### DATA TO EXAMINE
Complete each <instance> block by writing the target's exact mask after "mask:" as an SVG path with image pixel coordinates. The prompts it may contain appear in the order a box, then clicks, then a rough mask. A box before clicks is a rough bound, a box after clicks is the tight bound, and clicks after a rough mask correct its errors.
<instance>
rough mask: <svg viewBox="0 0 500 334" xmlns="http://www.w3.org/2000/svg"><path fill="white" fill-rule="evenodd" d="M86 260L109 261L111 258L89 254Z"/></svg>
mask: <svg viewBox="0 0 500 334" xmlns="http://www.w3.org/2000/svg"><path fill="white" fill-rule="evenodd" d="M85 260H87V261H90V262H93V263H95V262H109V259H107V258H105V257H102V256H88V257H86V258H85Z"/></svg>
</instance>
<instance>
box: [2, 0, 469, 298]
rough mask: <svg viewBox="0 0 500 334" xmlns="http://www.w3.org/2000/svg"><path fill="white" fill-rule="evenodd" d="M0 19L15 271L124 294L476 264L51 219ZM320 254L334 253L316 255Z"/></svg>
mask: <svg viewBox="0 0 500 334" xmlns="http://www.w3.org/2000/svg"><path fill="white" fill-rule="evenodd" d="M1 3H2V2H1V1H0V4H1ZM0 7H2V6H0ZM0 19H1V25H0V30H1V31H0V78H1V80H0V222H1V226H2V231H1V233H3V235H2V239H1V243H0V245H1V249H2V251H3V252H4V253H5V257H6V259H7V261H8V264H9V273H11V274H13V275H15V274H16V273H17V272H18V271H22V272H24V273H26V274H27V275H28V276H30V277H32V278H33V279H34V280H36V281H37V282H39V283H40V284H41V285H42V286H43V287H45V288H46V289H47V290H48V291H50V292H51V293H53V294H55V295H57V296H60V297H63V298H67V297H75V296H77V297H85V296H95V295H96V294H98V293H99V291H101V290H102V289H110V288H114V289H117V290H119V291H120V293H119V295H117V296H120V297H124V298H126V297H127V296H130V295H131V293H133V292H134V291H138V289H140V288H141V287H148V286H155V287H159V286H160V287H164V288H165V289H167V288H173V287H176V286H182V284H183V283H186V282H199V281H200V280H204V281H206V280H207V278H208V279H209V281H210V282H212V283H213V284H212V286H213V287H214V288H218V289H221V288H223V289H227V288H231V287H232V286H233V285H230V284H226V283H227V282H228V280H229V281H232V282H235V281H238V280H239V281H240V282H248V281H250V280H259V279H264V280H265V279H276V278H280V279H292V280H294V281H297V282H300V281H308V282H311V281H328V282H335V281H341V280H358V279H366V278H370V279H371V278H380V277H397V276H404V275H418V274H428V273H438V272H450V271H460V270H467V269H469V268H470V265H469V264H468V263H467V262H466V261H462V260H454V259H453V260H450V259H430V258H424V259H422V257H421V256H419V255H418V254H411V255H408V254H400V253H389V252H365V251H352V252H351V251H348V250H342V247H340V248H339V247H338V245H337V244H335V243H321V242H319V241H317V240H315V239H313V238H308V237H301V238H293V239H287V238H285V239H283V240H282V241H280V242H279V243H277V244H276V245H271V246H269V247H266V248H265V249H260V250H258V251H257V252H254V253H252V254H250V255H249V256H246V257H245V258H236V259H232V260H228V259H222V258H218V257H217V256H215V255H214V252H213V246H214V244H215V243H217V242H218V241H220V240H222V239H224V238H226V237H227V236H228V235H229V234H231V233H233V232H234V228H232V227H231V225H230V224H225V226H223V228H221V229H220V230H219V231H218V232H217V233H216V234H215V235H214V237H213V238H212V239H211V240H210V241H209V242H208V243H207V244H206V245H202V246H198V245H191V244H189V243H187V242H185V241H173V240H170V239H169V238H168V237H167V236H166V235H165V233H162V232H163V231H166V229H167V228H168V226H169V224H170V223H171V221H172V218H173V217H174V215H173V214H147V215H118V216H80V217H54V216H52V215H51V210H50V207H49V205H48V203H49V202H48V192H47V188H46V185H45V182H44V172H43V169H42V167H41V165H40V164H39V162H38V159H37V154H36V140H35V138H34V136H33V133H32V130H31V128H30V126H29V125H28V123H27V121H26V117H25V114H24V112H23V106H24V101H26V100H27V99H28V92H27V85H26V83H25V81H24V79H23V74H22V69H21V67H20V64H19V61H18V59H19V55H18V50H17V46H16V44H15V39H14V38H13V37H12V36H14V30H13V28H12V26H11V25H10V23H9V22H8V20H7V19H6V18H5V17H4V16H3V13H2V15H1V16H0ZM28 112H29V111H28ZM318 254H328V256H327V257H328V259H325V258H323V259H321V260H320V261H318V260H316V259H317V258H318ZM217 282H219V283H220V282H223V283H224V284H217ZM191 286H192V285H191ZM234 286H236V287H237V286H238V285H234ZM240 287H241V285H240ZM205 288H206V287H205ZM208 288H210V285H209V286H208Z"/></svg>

### WHAT THIS TASK INVOLVES
Your answer should be the lines of the material above that include "instance".

### RESPONSE BELOW
Complete each <instance> block by writing the target's exact mask after "mask:" as an SVG path with image pixel coordinates. The prompts it may contain appear in the order a box, then clicks, then a rough mask. A box before clicks is a rough bound, a box after clicks is the tight bound, and clicks after a rough mask correct its errors.
<instance>
</instance>
<instance>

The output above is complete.